Estratto:
·····

Ora attendiamo che lo stesso criterio – impeccabile – si applichi a tutti gli insegnanti che calpestano, in parole e in azioni, i princìpi costituzionali. Come avvertiva Kant nel Settecento, da cittadino ho il diritto di criticare pubblicamente le leggi dello Stato con i discorsi e con gli scritti; ma, come funzionario dello Stato, no. In cattedra non ho il diritto di contestare l’uguaglianza dei cittadini di fronte alla legge (dunque anche degli omosessuali o dei Rom) o il ripudio della guerra come mezzo per dirimere le controversie internazionali. Tanto meno – passando dal piano delle parole al piano dei comportamenti - ho il diritto di trattare in maniera platealmente iniqua (sin dal primo anno, all’atto dell’iscrizione in un corso piuttosto che in un altro) gli alunni in base al ceto sociale e al censo delle famiglie o di assentarmi dalle lezioni abusivamente (adducendo inesistenti impegni di amministratore comunale o di sindacalista, approfittando della negligenza di dirigenti scolastici che non chiedono di volta in volta la certificazione); così come non è lecito che svolga attività professionali extra-scolastiche o senza l’autorizzazione, anno per anno, della dirigenza o comunque talmente impegnative, in termini di tempo e di energie intellettuali, da pregiudicare le prestazioni in aula previste dal contratto di lavoro.

·····

[Voci salvate]

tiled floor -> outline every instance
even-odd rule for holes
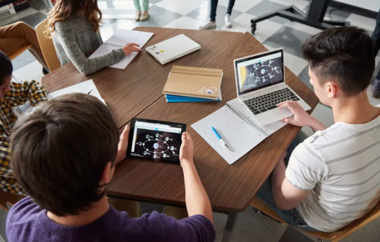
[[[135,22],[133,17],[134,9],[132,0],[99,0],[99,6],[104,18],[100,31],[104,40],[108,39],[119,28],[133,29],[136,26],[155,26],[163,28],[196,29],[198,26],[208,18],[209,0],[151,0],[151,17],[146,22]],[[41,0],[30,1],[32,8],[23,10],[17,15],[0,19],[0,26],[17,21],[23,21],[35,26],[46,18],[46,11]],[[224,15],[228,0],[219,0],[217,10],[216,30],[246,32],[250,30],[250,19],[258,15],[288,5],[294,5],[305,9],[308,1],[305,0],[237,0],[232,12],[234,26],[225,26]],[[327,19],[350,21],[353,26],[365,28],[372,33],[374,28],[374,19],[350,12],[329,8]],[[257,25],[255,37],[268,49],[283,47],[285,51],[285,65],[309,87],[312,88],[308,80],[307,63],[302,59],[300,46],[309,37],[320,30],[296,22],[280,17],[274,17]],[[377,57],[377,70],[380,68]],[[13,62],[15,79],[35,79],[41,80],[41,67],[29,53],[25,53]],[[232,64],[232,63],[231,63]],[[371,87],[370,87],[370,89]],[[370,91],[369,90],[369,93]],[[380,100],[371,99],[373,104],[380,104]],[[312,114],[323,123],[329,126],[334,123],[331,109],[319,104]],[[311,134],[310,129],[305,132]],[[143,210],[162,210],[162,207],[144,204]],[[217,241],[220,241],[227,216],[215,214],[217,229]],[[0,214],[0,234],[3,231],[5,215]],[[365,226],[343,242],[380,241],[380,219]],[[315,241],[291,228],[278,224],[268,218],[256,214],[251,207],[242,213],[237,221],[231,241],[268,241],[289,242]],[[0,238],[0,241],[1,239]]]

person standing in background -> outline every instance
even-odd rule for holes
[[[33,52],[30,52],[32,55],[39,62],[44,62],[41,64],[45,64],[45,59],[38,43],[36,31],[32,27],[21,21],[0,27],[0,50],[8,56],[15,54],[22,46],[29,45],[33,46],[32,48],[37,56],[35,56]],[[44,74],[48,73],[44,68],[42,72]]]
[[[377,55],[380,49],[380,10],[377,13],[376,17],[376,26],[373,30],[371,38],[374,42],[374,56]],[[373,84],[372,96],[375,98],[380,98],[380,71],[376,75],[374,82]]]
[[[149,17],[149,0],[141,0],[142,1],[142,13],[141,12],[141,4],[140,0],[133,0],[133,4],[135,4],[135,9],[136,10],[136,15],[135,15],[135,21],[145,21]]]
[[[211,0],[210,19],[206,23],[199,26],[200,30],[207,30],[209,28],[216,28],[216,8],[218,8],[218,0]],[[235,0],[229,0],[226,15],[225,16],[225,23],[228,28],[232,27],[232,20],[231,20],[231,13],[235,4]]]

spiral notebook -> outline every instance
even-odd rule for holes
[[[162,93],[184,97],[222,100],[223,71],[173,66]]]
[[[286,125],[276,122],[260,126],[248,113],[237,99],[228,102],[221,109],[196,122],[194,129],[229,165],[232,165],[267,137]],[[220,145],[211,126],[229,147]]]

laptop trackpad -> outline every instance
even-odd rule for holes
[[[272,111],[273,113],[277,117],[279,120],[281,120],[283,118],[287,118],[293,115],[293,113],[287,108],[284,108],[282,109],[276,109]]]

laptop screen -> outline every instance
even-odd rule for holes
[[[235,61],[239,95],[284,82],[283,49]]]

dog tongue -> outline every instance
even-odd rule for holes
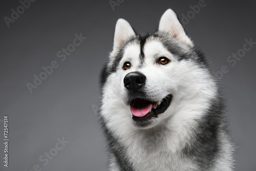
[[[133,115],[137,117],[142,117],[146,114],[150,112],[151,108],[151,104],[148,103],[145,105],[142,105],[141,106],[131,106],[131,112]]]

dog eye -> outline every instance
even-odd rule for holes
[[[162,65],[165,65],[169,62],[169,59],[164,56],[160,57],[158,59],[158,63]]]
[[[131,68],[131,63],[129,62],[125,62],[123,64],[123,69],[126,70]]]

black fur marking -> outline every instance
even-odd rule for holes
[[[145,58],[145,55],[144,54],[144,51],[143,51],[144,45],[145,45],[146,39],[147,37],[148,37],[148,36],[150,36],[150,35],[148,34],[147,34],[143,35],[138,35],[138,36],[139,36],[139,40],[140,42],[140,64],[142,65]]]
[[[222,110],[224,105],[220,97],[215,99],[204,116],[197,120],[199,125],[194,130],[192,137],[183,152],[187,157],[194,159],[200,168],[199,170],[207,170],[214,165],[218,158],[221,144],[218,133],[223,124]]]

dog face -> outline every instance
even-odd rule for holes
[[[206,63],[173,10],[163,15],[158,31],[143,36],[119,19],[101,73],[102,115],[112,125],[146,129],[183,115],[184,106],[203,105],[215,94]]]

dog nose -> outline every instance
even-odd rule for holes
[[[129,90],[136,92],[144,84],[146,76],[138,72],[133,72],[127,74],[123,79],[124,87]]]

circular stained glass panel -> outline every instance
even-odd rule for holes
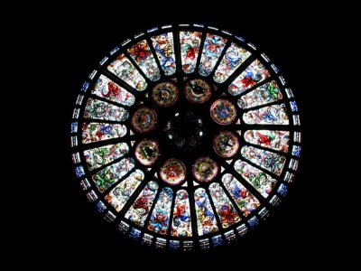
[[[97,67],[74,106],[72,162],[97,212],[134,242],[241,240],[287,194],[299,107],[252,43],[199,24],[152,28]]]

·····

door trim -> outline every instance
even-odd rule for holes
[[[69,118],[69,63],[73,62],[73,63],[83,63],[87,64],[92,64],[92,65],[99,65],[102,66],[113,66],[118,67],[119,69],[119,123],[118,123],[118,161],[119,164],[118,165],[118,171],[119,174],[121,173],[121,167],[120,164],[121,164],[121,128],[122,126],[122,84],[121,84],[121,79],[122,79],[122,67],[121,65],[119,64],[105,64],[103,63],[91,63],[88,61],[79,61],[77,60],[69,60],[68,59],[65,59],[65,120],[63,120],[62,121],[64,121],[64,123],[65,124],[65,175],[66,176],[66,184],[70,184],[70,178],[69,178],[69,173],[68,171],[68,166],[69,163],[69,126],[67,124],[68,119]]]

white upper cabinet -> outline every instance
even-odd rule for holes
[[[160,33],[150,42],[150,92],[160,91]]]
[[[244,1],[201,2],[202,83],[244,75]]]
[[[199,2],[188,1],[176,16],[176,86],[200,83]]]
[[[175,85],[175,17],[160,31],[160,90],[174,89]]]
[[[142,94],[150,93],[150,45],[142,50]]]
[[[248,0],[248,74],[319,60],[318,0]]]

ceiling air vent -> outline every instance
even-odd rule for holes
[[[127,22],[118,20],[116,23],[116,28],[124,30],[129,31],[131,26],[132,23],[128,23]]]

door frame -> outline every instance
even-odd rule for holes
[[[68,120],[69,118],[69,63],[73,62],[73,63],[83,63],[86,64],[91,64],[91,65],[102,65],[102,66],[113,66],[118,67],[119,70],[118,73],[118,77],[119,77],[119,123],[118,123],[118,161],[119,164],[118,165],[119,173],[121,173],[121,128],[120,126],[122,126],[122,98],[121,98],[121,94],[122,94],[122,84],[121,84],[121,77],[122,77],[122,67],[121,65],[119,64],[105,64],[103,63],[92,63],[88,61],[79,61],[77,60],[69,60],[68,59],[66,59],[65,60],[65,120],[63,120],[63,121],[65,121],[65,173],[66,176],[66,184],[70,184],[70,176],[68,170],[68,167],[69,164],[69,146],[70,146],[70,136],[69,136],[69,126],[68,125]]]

·····

Compiti richiesti:
- a) Nell'estratto sui doveri degli insegnanti, elenca i comportamenti che l'insegnante non ha il diritto di tenere o che non gli sono leciti, una volta passati dal piano delle parole a quello dei comportamenti.
- b) Scrivi il seguito dell'estratto sui doveri degli insegnanti, partendo dopo la sua ultima frase.

Soluzioni:
- a)
- Trattare in maniera platealmente iniqua gli alunni in base al ceto sociale e al censo delle famiglie
- Assentarsi dalle lezioni abusivamente
- Svolgere attività professionali extra-scolastiche senza l'autorizzazione, anno per anno, della dirigenza, o comunque talmente impegnative da pregiudicare le prestazioni in aula previste dal contratto di lavoro

- b)
Nel mezzo secolo trascorso nel mondo della scuola ho ascoltato troppe volte – sia pure a mezza voce –colleghi che adducono, per autogiustificarsi, o motivazioni ideologiche o più banalmente motivazioni economiche. La professionalità docente dovrebbe, in effetti, essere rifondata radicalmente spezzando il (tacito) patto vigente fra l’amministrazione statale e i candidati all’insegnamento: “Ti assumo senza selezioni rigorose, ti esonero da qualsiasi verifica in itinere, ma in cambio accetti uno stipendio irrisorio”. Fino a quando la situazione resterà immutata, gli alunni migliori di ogni annata sceglieranno carriere più prestigiose socialmente e più gratificanti economicamente. Chi, nonostante tutto, continua a optare per l’insegnamento non può nascondersi dietro nessun alibi: il suo ruolo è d’istruire, ma senza dimenticare che in ogni relazione sociale ci educhiamo – costruttivamente o negativamente – gli uni con gli altri.
Augusto Cavadi
www.augustocavadi.com
1 commento:
Caro Augusto, a mio sommesso avviso nel tuo articolo metti troppa carne al fuoco. Ci sono almeno tre tematiche distinte che andrebbero approfondite e, magari, affrontate separatamente. Il titolo che ha dato "La Repubblica" è poi troppo roboante e non rende giustizia della complessità delle tue riflessioni. Un abbraccio.